GOAL OF THE EXERCISE:
Substitute "sash window" for "double-hung window" in the lines running from the start through the line containing "[957,481,1027,641]", keeping everything else the same. Leave the pictures out.
□ □ □ □
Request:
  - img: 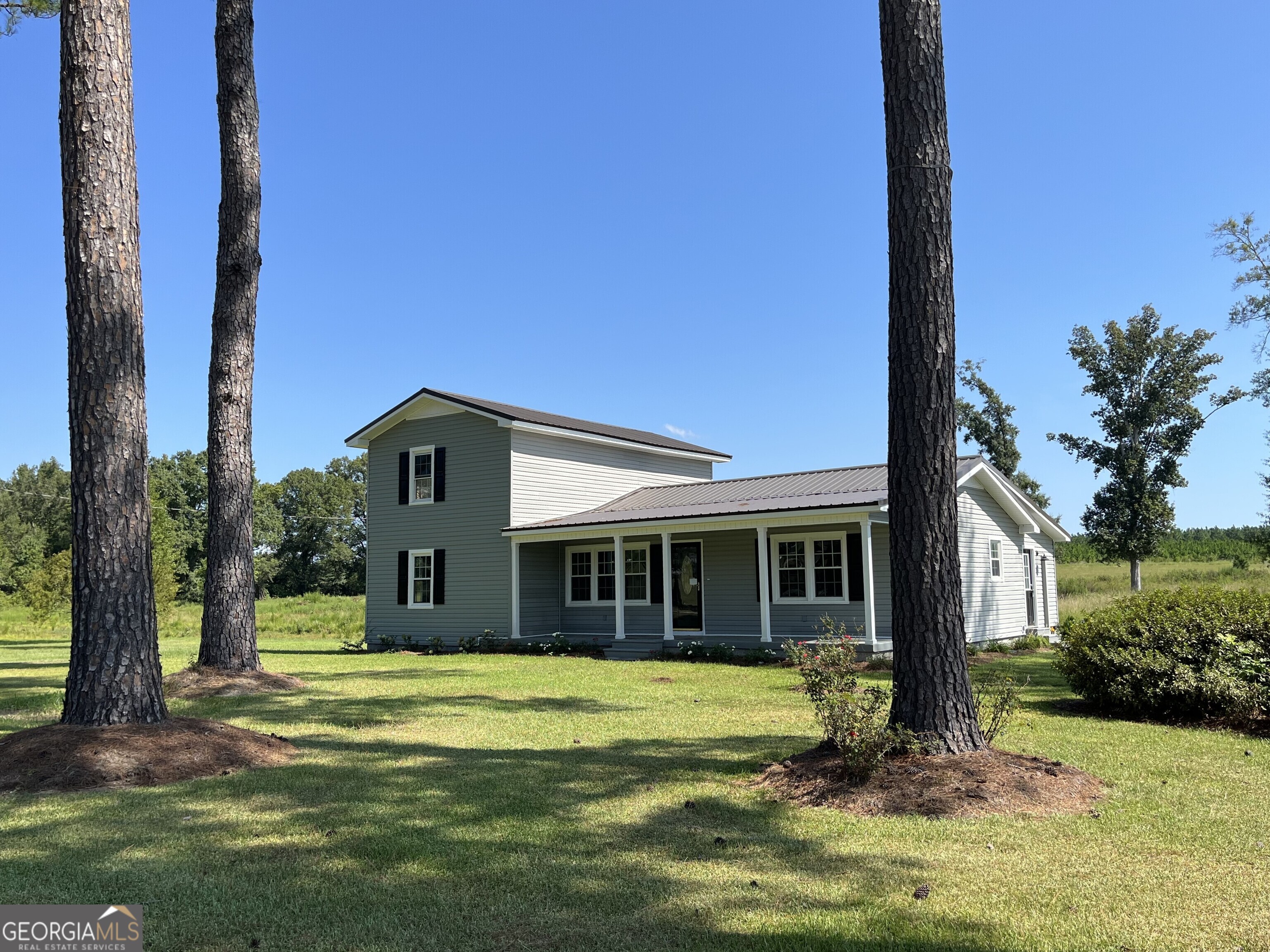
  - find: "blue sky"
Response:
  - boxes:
[0,0,1270,528]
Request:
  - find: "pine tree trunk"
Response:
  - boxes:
[198,0,260,670]
[879,0,984,753]
[58,0,168,725]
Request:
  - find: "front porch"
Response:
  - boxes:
[504,507,890,659]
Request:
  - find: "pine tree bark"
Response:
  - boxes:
[57,0,168,726]
[198,0,260,670]
[879,0,986,753]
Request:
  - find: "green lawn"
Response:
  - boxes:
[0,600,1270,952]
[1058,561,1270,627]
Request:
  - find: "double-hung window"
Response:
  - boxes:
[410,548,432,608]
[776,540,807,598]
[812,538,842,598]
[771,532,862,602]
[569,550,590,602]
[625,548,648,602]
[410,447,433,505]
[565,542,649,605]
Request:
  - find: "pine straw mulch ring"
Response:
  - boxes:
[0,717,298,793]
[749,746,1104,819]
[162,665,305,698]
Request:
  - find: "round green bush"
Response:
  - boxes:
[1054,586,1270,720]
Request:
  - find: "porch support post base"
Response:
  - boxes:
[662,532,674,641]
[758,526,772,641]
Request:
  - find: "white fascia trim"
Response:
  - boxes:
[503,507,879,542]
[344,393,730,463]
[956,462,1072,542]
[495,418,728,463]
[344,393,506,449]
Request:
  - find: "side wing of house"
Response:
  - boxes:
[957,477,1027,641]
[511,428,714,526]
[366,409,511,649]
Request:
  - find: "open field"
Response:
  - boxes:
[1058,561,1270,618]
[0,600,1270,952]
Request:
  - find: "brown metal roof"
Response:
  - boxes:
[346,387,731,459]
[513,456,982,529]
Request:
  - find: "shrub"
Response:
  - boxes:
[1055,586,1270,720]
[974,662,1029,744]
[706,641,737,664]
[785,618,918,782]
[680,641,709,662]
[1011,635,1049,651]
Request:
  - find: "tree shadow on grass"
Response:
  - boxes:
[0,736,1001,952]
[170,690,641,727]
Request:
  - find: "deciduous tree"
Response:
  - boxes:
[956,360,1049,509]
[198,0,260,670]
[879,0,984,753]
[1046,305,1245,592]
[58,0,168,725]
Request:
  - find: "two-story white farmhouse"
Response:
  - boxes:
[347,388,1069,657]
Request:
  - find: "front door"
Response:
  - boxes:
[671,542,704,631]
[1024,548,1036,628]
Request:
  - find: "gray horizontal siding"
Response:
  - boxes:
[511,430,712,526]
[366,412,512,647]
[957,481,1027,641]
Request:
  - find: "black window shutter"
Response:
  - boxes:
[432,447,446,503]
[847,532,865,602]
[648,542,666,605]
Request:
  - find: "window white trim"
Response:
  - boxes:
[405,548,437,608]
[767,532,851,604]
[409,447,437,505]
[988,538,1006,581]
[564,540,653,608]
□ □ □ □
WORKED SOLUTION:
Request:
  - img: 
  - find: "blue sky"
Response:
  - boxes:
[0,0,1270,528]
Request:
  - find: "pine tree trunk"
Response:
  - boxes:
[198,0,260,670]
[879,0,984,753]
[58,0,168,725]
Request:
  - find: "front porch"
Response:
  - boxes:
[504,507,890,659]
Request:
  - find: "pine tree bark"
Response:
  - boxes:
[57,0,168,726]
[198,0,260,670]
[879,0,986,753]
Request:
  - find: "green lawn"
Response:
  - boxes:
[0,600,1270,952]
[1058,561,1270,627]
Request:
  - find: "sash window"
Response:
  - boxes:
[410,548,432,608]
[776,540,807,598]
[812,538,842,598]
[771,532,862,602]
[569,550,590,602]
[625,548,648,602]
[410,447,433,505]
[565,542,649,605]
Request:
  - find: "pine straw mulch ring"
Response:
  - boxes:
[0,717,298,793]
[749,746,1104,819]
[162,665,305,698]
Request:
  - find: "round green bush"
Response:
  - boxes:
[1054,586,1270,720]
Request:
  - find: "porch support post base"
Response:
  - boxes:
[662,532,674,641]
[758,526,772,641]
Request:
  - find: "white fascia trim"
Response:
  - boxes:
[503,507,879,542]
[344,393,730,463]
[956,462,1072,542]
[495,418,728,463]
[344,393,506,449]
Request:
  - find: "side wing of house"
Response:
  - boxes:
[957,477,1027,641]
[511,428,714,526]
[366,409,511,649]
Request:
  - find: "open field"
Response:
  - boxes:
[1058,561,1270,618]
[0,600,1270,952]
Request:
  - find: "brown metal roof"
Response:
  - boxes:
[346,387,731,459]
[513,456,982,529]
Request:
  - find: "shrub"
Response:
  - boxes:
[1055,586,1270,720]
[974,662,1029,744]
[706,641,737,664]
[785,618,918,782]
[680,641,709,662]
[1011,635,1049,651]
Request:
  - find: "tree shadow on grass"
Response:
  - boxes:
[0,736,1001,952]
[170,690,641,727]
Request:
  - find: "deciduous tree"
Response:
  - boxes:
[956,360,1049,509]
[198,0,260,670]
[879,0,984,753]
[1046,305,1245,592]
[58,0,168,725]
Request:
  - find: "two-story white farmhouse"
Response:
  - boxes:
[347,388,1069,657]
Request:
  - find: "front door"
Response:
  - boxes:
[671,542,704,631]
[1024,548,1036,628]
Request:
  - find: "gray horizontal siding"
Response:
  - boxes:
[511,430,712,526]
[366,412,512,647]
[957,481,1027,641]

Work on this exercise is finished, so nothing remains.